_Task details_
Write out the listing below line for line, without any changes, and omit the pictures.

_Exercise materials_
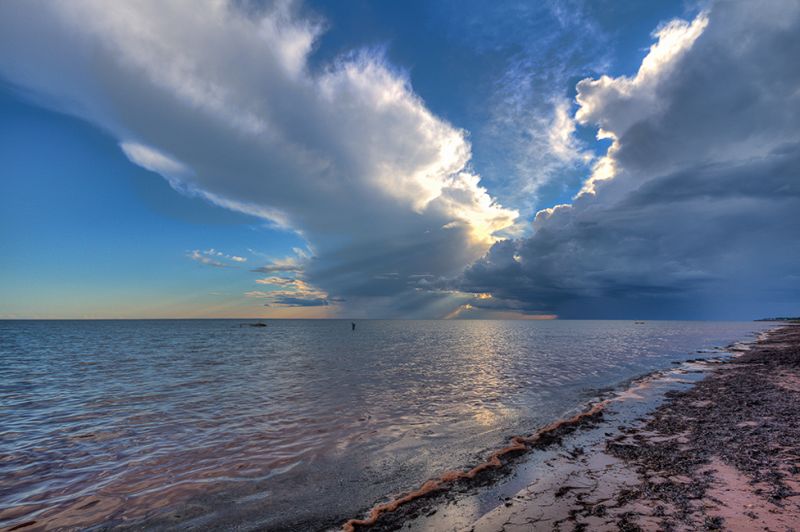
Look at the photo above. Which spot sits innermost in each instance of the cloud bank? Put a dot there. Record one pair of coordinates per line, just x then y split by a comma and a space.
695, 208
221, 101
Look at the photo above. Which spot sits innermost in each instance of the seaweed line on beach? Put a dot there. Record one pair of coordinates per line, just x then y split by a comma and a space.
548, 435
545, 436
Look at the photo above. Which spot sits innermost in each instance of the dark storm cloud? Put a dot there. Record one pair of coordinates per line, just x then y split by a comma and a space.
695, 210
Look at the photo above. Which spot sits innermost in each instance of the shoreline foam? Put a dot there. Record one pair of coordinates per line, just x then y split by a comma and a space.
410, 505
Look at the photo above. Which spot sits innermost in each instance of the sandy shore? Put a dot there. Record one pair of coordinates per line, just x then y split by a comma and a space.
721, 453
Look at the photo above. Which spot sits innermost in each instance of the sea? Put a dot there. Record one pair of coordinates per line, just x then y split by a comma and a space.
296, 425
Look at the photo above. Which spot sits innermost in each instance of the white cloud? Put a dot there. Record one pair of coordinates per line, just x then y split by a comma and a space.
213, 257
223, 103
693, 211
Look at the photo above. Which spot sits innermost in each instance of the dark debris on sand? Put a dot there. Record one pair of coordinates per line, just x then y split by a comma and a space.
724, 454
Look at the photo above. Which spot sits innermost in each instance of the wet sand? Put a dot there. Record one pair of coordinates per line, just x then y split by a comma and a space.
714, 445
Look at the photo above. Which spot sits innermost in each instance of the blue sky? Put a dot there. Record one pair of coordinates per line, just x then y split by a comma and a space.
271, 180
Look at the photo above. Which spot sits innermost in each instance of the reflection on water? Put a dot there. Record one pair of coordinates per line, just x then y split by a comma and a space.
299, 422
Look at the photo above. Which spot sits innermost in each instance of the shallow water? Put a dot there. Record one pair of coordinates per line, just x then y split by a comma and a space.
205, 422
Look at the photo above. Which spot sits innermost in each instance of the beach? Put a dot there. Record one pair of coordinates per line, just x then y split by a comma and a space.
713, 444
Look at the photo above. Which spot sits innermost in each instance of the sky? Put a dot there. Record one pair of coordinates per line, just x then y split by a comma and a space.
449, 159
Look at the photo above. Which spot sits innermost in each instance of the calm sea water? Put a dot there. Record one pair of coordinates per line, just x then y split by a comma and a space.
202, 423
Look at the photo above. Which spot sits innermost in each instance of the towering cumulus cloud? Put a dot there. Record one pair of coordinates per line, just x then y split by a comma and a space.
220, 100
695, 207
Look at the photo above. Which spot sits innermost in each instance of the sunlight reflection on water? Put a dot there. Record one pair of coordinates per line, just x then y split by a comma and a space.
113, 421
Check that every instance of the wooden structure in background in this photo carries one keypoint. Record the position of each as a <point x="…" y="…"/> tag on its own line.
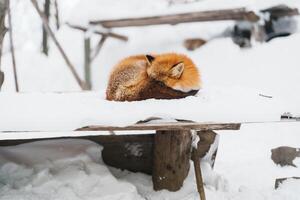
<point x="165" y="154"/>
<point x="3" y="30"/>
<point x="279" y="181"/>
<point x="200" y="16"/>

_Written solution_
Look at the photo above. Which spot sits innermost in each instance of the cloud bank? Put a dot there. Record one pair of coordinates per line, just x then y split by a comma and a space.
695, 208
221, 101
Look at the photo above. Which spot sits innermost in each instance of the seaweed line on beach? Put a dot there. Record one pair of coordinates per line, just x then y split by a comma and a space.
548, 435
545, 436
Look at the photo above. Which spot sits innermost in each instance of the dark storm cloud? Put a dot there. Record one pair of coordinates per line, just x then y split by a comma and a space.
695, 210
Look at the photo above. Which spot sits innermost in each instance of the shoreline foam? Put a dot there. Record one pair of coordinates per line, just x then y split by a comma and a space.
410, 505
Look at the photo above. Which spot sits innermost in each instance of the sandy shore? Put a dot there. Record one pair of coordinates per line, just x then y split by a comma and a space.
721, 453
Look at the photo above. Which spot sits innermost in each instance of the sea? Put a dot there. Record one pair of coordinates per line, just x then y split by a comma and a space.
296, 425
Look at the photo above. Which spot sits innermost in each instance of the white cloud? Put a dot there. Record one pair of coordinates per line, just x then y split by a comma and a space.
213, 257
223, 103
693, 211
Look at the photo above. Which spot sits innermost in each instance of the dark debris on sand? Put a dot there. Record one pair of coordinates per line, just x then y split by a comma and a space.
724, 454
Look at the photo above. Which spot sits innermost in each instance of the wet sand? Put a dot there. Record one pair of coordinates per line, just x then y split by a comma and a space.
714, 445
Look at the photo above. Which spot sits innermost in each instance of the blue sky? Put a dot there. Record one pair of coordinates per line, just x then y split by a comma and a space.
271, 180
Look at the photo above. Which spot sits innermost in each instance of the reflection on water? Put a dot there. Record one pair of coordinates per line, just x then y split by a comma and a space.
299, 422
Look at the photo above. Which spot sits innermost in each instance of the shallow water? Put a dot there. Record one pair of coordinates per line, just x then y split by a comma and a space.
205, 422
Look at the photo above. Which spot sits innermost in each instance of the beach? Put a dot there. Record one pair of coordinates per line, just x then y split by a comma and a space.
713, 444
Look at the photo above. Which spot sits innermost in each instance of the sky? Put a dot there. Record one pair of coordinates per line, just x then y split by a comma and a space.
449, 159
Look at the photo above. Which spot sits innermost in each instance of the calm sea water? Put a dot there. Record one pair of coordinates per line, just x then y split by a comma and a space.
202, 423
Look at the photo above. Which spot sits innermost in each instance of the towering cumulus cloud? Put a dot there. Record one pair of coordinates per line, just x then y split by a comma and a space.
220, 100
695, 207
Look at the photo above. Which spot sits innermost in each instance of the sunlight reflection on water? Put a dot there. Record one pair of coordinates per line, just x then y split by a comma and a space.
113, 421
Check that every instance of the wooden structure in background in this photo carries one keypoint. Record the position of each as a <point x="…" y="…"/> tag on its own line.
<point x="165" y="154"/>
<point x="3" y="30"/>
<point x="279" y="181"/>
<point x="200" y="16"/>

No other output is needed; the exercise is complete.